According to the latest research, indoor vaping is unlikely to be a health threat to those within the vicinity. The ongoing debate regarding vaping indoors has recently been tested by a study that examines indoor air quality before and after usage, conducted by three educational research institutions from Europe, ETH Zurich the Swiss Federal Institute of Technology.
Kaunas University of Technology in Lithuania, and the EMPA Swiss Federal Laboratories for Materials Science and Technology.
The findings have been remarkable, and they offer an exceptional range of data that has never before been available on the subject. The study was recently presented at a conference focused on research dedicated to indoor air quality in Barcelona Spain, and it is groundbreaking because this type of data was nonexistent prior.
The research specifically tested air quality risk to bystanders and non-vapors when exposed to vapor that has just been exhaled. The most groundbreaking aspect of the study found that the particulates of the e-liquid vapor dissipated in mere seconds after exhalation, which results in an extraordinarily low level of risk to those who are exposed to the vapor once it has been exhaled. Additionally this research throws a major monkey wrench into the argument of comparing e-cigarette vapor and tobacco smoke, likening the two as the same byproduct. For vapers, this is a major win because it adds evidence to the equation, where there was nothing more than educated speculation before.

[Required tasks]
1. In the article on indoor vaping, where was the study presented?
2. List every research institution that the article on indoor vaping says conducted the study.
3. Resume the article on indoor vaping after its final sentence and continue it.
The data after this point is separate material, unrelated to the article on indoor vaping.

[Information]
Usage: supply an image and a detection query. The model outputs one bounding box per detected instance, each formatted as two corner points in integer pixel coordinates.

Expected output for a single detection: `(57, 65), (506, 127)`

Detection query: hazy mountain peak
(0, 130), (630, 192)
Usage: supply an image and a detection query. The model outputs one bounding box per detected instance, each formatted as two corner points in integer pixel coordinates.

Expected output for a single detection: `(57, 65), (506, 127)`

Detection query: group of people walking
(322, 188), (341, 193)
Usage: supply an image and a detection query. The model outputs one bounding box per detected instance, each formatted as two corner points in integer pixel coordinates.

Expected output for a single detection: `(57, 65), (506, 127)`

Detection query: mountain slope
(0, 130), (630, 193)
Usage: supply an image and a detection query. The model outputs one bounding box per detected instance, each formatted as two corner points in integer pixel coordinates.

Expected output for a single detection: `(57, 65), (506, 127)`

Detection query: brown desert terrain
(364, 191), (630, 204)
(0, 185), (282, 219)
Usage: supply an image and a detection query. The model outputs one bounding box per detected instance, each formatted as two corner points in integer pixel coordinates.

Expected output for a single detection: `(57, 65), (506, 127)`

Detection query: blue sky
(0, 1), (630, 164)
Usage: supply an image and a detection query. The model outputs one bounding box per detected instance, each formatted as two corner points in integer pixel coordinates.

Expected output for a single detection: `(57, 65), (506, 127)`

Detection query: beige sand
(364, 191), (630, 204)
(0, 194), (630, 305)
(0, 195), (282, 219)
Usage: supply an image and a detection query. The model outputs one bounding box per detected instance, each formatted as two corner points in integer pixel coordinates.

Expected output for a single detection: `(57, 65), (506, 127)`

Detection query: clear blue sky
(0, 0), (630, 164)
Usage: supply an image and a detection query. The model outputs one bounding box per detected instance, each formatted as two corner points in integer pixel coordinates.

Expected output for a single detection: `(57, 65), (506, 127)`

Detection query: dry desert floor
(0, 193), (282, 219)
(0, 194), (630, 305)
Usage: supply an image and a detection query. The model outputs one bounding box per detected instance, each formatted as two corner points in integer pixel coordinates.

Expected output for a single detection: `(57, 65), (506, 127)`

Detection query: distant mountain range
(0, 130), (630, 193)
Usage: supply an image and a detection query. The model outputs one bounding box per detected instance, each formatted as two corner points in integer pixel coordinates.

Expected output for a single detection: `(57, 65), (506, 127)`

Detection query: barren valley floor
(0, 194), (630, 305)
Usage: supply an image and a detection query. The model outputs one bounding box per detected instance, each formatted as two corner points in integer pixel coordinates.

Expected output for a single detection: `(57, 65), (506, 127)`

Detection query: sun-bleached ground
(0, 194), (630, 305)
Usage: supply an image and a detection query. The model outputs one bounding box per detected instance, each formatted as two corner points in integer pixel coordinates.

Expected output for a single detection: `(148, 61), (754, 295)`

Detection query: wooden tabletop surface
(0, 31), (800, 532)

[Task-by-task outputs]
1. At a conference on indoor air quality research in Barcelona, Spain.

2.
- ETH Zurich, the Swiss Federal Institute of Technology
- Kaunas University of Technology in Lithuania
- EMPA Swiss Federal Laboratories for Materials Science and Technology

3.
Different scenarios were tested, involving rooms with and without ventilation systems, to see if the effect of the vapor’s dissipation was varying between them, however the researchers discovered the same results from both environments.
Tobacco smoke, is obviously the results of burnt plant matter, tobacco. It is laced with thousands of chemicals, and leaves behind a toxic tar. These particulates are extremely dangerous, and they accumulate over time once exhaled, lingering in the air. In contrast to vapor, in which the aerosol particles exist only for a few seconds afterwards, renders any such comparison between vapor and smoke, especially in regards to the secondhand affect, are completely void.
So, another positive study on the effects of vaping in the books. We are elated that such research is coming to light, and further adding to the credibility of this exciting, emerging industry!